DIRECTIONS →
Reproduce the passage on ethical investment and its critics word for word.

TEXT SEGMENT →

- Opening Delimiter -

Criticism of Ethical Investment

  • Socially responsible investment makes both businesses and the financial markets operate less efficiently. 
  • One of the harshest critics of ESG was the late Milton Friedman, the leading light of neoclassical economic theory. 
  • Friedman argued that evaluating a stock/project should focus on the company’s financial value and bottom-line profits.
  • Socially responsible corporate expenditures are “non-essential expenses” that erode corporate and shareholder profits.
  • Another criticism: The fees for ethical investing can be higher due to the research involved in identifying the right investment.

 

Let’s find out whether the criticisms are pragmatic in the 21st century..

 

The need of inculcating “Impact Investment” in Ethical Corporate Governance

  • We as human beings including our businesses depend on biodiversity to keep us alive and healthy. 
  • The air we breathe, the water we drink, the foods we eat and the medications we take are all by-products of a healthy planet.
  • But our world, and the diversity of life it supports, is under threat. 
  • Deforestation, pollution, diseases, greenhouse gas emissions, destruction of wetlands, climate change and globalization are wiping out species and damaging ecosystems at unprecedented rates. 

 

 Business Impact

 “The New Climate Economy” Report by Global Commission on the Economy and Climate

  • 95% of plastic packaging — the equivalent of $120 billion annually — is wasted after the first use.
  • microplastics have been found in almost every aquatic species.
  • Over 140 million people will be displaced from their homes by 2050 if business continues as usual.

- Closing Delimiter -

MATERIAL SUPPLIED →
- Opening Delimiter -

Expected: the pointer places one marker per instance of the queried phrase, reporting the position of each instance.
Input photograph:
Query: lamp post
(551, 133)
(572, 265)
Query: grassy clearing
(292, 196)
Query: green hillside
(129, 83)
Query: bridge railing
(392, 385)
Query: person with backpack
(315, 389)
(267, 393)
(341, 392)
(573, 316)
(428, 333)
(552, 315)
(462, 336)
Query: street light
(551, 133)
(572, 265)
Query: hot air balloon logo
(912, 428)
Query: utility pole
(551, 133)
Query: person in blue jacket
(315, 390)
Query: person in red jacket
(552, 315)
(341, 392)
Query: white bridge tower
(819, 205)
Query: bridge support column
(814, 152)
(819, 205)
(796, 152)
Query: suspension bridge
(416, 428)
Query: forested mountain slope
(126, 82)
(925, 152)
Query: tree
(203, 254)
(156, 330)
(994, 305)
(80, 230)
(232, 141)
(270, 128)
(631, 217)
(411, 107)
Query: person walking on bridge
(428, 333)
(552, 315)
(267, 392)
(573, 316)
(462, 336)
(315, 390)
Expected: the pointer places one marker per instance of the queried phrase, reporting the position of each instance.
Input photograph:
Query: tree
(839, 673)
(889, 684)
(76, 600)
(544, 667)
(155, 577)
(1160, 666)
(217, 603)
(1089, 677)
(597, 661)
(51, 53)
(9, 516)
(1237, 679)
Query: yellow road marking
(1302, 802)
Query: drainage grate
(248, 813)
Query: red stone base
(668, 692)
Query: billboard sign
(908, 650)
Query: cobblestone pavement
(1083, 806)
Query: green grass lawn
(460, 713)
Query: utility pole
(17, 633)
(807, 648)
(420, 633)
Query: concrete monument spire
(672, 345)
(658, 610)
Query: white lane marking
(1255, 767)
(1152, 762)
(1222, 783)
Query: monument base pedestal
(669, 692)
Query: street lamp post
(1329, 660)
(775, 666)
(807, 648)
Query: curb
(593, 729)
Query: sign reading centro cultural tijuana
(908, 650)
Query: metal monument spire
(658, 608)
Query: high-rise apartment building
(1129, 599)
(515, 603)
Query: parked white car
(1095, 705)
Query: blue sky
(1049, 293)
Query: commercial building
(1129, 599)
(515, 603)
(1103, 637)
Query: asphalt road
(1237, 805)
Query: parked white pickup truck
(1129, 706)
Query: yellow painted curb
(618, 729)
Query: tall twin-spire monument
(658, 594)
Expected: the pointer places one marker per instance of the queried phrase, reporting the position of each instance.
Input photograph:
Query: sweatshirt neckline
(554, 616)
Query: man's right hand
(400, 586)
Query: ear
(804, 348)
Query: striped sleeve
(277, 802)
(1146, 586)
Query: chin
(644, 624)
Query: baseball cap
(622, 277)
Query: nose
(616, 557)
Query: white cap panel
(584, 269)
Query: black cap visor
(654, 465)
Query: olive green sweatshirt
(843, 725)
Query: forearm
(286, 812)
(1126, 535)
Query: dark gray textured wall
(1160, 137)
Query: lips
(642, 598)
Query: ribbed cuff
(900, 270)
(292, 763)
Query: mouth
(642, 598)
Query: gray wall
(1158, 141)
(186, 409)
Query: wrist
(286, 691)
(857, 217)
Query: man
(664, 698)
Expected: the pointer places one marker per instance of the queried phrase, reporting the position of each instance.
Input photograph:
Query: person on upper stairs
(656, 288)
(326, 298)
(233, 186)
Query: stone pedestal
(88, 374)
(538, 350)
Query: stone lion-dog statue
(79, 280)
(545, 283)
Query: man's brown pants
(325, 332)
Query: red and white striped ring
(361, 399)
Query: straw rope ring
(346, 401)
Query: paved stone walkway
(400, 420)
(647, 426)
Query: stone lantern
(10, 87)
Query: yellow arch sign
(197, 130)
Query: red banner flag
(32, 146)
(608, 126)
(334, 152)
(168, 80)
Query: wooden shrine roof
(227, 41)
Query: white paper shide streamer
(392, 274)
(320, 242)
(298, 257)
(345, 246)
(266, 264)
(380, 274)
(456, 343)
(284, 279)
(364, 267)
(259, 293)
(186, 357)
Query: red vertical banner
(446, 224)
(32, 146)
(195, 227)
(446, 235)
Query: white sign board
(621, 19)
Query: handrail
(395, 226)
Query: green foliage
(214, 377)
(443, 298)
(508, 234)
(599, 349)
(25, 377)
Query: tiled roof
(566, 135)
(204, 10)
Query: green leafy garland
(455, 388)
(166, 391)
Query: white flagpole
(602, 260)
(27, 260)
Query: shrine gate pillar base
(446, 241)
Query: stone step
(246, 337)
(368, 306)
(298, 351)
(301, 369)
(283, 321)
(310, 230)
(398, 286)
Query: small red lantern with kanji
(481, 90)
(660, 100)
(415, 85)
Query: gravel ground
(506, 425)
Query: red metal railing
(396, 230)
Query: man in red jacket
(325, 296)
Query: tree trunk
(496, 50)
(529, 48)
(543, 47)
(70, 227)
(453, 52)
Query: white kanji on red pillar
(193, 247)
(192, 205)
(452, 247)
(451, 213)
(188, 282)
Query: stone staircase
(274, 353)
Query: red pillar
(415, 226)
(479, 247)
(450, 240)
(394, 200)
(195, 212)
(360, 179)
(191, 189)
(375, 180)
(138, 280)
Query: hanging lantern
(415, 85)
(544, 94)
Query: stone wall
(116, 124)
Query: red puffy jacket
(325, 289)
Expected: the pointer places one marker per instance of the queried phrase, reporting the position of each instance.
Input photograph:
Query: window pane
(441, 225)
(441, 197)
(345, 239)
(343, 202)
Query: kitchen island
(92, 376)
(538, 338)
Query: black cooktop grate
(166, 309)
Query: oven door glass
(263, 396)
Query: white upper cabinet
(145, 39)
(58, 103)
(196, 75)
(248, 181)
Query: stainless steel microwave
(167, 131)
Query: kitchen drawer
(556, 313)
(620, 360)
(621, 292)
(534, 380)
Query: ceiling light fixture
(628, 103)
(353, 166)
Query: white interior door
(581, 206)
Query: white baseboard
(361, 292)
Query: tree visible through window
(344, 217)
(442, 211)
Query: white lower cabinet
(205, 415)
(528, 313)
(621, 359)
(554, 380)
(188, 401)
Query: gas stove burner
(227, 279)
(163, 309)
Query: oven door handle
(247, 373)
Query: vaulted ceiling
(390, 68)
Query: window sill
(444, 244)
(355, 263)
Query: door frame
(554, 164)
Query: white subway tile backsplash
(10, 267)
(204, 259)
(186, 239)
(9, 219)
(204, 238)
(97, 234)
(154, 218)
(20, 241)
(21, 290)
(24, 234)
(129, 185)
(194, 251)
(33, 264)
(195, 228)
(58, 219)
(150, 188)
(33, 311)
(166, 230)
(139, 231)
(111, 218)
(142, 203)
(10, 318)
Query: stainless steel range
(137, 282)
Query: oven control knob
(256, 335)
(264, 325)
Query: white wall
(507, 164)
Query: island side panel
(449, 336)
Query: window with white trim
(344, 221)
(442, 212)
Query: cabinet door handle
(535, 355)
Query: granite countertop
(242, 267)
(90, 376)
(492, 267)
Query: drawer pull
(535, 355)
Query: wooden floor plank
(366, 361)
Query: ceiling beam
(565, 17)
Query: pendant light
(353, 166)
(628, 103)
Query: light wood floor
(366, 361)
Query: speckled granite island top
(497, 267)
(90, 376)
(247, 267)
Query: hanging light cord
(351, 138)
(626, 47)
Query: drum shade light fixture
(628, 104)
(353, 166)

- Closing Delimiter -

WRITTEN ANSWER →
Criticism of Ethical Investment

  • Socially responsible investment makes both businesses and the financial markets operate less efficiently. 
  • One of the harshest critics of ESG was the late Milton Friedman, the leading light of neoclassical economic theory. 
  • Friedman argued that evaluating a stock/project should focus on the company’s financial value and bottom-line profits.
  • Socially responsible corporate expenditures are “non-essential expenses” that erode corporate and shareholder profits.
  • Another criticism: The fees for ethical investing can be higher due to the research involved in identifying the right investment.

 

Let’s find out whether the criticisms are pragmatic in the 21st century..

 

The need of inculcating “Impact Investment” in Ethical Corporate Governance

  • We as human beings including our businesses depend on biodiversity to keep us alive and healthy. 
  • The air we breathe, the water we drink, the foods we eat and the medications we take are all by-products of a healthy planet.
  • But our world, and the diversity of life it supports, is under threat. 
  • Deforestation, pollution, diseases, greenhouse gas emissions, destruction of wetlands, climate change and globalization are wiping out species and damaging ecosystems at unprecedented rates. 

 

 Business Impact

 “The New Climate Economy” Report by Global Commission on the Economy and Climate

  • 95% of plastic packaging — the equivalent of $120 billion annually — is wasted after the first use.
  • microplastics have been found in almost every aquatic species.
  • Over 140 million people will be displaced from their homes by 2050 if business continues as usual.